>>>

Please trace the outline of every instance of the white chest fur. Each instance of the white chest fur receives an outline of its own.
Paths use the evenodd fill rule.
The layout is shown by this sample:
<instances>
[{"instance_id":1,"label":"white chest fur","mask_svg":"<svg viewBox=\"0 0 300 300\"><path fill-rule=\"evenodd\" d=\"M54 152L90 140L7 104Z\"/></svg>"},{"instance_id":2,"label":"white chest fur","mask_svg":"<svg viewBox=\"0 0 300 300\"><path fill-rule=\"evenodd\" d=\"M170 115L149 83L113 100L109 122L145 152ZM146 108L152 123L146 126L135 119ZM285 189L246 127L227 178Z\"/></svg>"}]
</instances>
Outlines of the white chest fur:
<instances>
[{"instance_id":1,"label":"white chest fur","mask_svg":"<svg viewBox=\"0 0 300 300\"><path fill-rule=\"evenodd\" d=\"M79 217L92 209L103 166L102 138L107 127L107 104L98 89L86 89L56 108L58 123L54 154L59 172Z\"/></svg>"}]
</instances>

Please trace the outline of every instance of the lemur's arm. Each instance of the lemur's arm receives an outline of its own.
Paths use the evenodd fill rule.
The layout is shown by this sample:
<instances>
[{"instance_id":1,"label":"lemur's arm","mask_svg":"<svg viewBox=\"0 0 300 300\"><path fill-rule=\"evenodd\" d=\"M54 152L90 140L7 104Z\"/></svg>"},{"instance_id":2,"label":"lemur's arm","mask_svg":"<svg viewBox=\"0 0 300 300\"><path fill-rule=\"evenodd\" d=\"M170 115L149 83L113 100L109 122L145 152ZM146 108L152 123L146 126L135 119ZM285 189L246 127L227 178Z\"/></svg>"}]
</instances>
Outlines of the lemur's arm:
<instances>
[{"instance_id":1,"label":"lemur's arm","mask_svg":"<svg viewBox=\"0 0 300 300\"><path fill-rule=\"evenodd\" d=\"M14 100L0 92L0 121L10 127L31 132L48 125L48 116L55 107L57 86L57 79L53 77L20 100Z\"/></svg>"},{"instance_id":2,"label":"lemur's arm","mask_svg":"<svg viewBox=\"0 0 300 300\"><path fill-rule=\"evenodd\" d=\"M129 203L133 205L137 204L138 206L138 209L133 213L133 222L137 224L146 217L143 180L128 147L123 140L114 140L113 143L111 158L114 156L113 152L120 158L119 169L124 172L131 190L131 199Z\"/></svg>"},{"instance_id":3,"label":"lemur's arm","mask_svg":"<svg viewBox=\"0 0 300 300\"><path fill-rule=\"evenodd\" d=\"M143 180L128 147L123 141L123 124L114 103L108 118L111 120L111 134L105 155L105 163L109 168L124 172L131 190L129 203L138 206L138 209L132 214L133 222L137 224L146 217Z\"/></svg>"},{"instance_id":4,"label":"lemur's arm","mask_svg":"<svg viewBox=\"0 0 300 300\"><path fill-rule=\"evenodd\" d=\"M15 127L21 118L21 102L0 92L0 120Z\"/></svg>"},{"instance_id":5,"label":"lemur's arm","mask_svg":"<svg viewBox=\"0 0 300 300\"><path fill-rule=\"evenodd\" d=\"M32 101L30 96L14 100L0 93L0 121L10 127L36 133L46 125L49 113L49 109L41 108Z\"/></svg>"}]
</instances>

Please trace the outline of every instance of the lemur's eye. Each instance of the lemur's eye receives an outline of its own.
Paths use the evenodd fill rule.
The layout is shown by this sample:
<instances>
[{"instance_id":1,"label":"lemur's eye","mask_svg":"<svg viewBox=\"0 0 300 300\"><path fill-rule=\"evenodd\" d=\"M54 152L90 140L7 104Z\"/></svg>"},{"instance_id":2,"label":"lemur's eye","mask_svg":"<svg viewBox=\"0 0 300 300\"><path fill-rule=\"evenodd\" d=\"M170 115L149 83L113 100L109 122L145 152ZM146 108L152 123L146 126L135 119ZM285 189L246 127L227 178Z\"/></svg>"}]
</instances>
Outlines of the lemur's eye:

<<<

- Goal of the exercise -
Without omitting anything, retype all of the material above exactly.

- Answer area -
Please trace the outline of every instance of the white chest fur. Each instance of the white chest fur receives an outline of its own.
Paths use the evenodd fill rule.
The layout is shown by this sample:
<instances>
[{"instance_id":1,"label":"white chest fur","mask_svg":"<svg viewBox=\"0 0 300 300\"><path fill-rule=\"evenodd\" d=\"M54 152L90 140L7 104Z\"/></svg>"},{"instance_id":2,"label":"white chest fur","mask_svg":"<svg viewBox=\"0 0 300 300\"><path fill-rule=\"evenodd\" d=\"M170 115L149 83L113 100L109 122L145 152ZM146 108L152 123L146 126L135 119ZM285 189L246 127L227 178Z\"/></svg>"}]
</instances>
Outlines of the white chest fur:
<instances>
[{"instance_id":1,"label":"white chest fur","mask_svg":"<svg viewBox=\"0 0 300 300\"><path fill-rule=\"evenodd\" d=\"M79 217L92 209L103 166L102 138L107 127L107 104L98 89L86 89L56 108L58 123L54 154L59 172Z\"/></svg>"}]
</instances>

Please trace the outline of every instance of the lemur's arm. Each instance of the lemur's arm receives an outline of its own.
Paths use the evenodd fill rule.
The layout is shown by this sample:
<instances>
[{"instance_id":1,"label":"lemur's arm","mask_svg":"<svg viewBox=\"0 0 300 300\"><path fill-rule=\"evenodd\" d=\"M54 152L90 140L7 104Z\"/></svg>"},{"instance_id":2,"label":"lemur's arm","mask_svg":"<svg viewBox=\"0 0 300 300\"><path fill-rule=\"evenodd\" d=\"M170 115L149 83L113 100L109 122L145 152ZM146 108L152 123L146 126L135 119ZM285 189L246 127L227 178Z\"/></svg>"}]
</instances>
Outlines of the lemur's arm:
<instances>
[{"instance_id":1,"label":"lemur's arm","mask_svg":"<svg viewBox=\"0 0 300 300\"><path fill-rule=\"evenodd\" d=\"M14 100L0 92L0 121L10 127L31 132L48 125L48 116L55 107L57 86L57 79L53 77L20 100Z\"/></svg>"},{"instance_id":2,"label":"lemur's arm","mask_svg":"<svg viewBox=\"0 0 300 300\"><path fill-rule=\"evenodd\" d=\"M129 203L133 205L137 204L138 206L138 209L133 213L133 222L137 224L146 217L143 180L128 147L123 140L114 140L113 143L111 158L114 156L113 152L120 158L119 169L124 172L131 190L131 199Z\"/></svg>"},{"instance_id":3,"label":"lemur's arm","mask_svg":"<svg viewBox=\"0 0 300 300\"><path fill-rule=\"evenodd\" d=\"M143 180L128 147L123 141L123 124L114 103L108 118L111 120L111 134L105 155L105 163L109 168L124 172L131 190L129 203L138 206L138 209L132 214L133 222L137 224L146 217Z\"/></svg>"},{"instance_id":4,"label":"lemur's arm","mask_svg":"<svg viewBox=\"0 0 300 300\"><path fill-rule=\"evenodd\" d=\"M15 127L21 118L21 102L0 92L0 120Z\"/></svg>"},{"instance_id":5,"label":"lemur's arm","mask_svg":"<svg viewBox=\"0 0 300 300\"><path fill-rule=\"evenodd\" d=\"M32 101L30 96L14 100L0 93L0 121L10 127L36 133L46 125L49 113L49 109L41 108Z\"/></svg>"}]
</instances>

Please trace the outline of every instance of the lemur's eye. Each instance of the lemur's eye receives an outline of its own.
Paths use the evenodd fill rule.
The layout is shown by this sample:
<instances>
[{"instance_id":1,"label":"lemur's eye","mask_svg":"<svg viewBox=\"0 0 300 300\"><path fill-rule=\"evenodd\" d=\"M54 152L90 140L7 104Z\"/></svg>"},{"instance_id":2,"label":"lemur's eye","mask_svg":"<svg viewBox=\"0 0 300 300\"><path fill-rule=\"evenodd\" d=\"M170 115L149 83L113 100L109 122L145 152ZM146 108L152 123L146 126L135 119ZM285 189L246 127L227 178Z\"/></svg>"}]
</instances>
Outlines of the lemur's eye:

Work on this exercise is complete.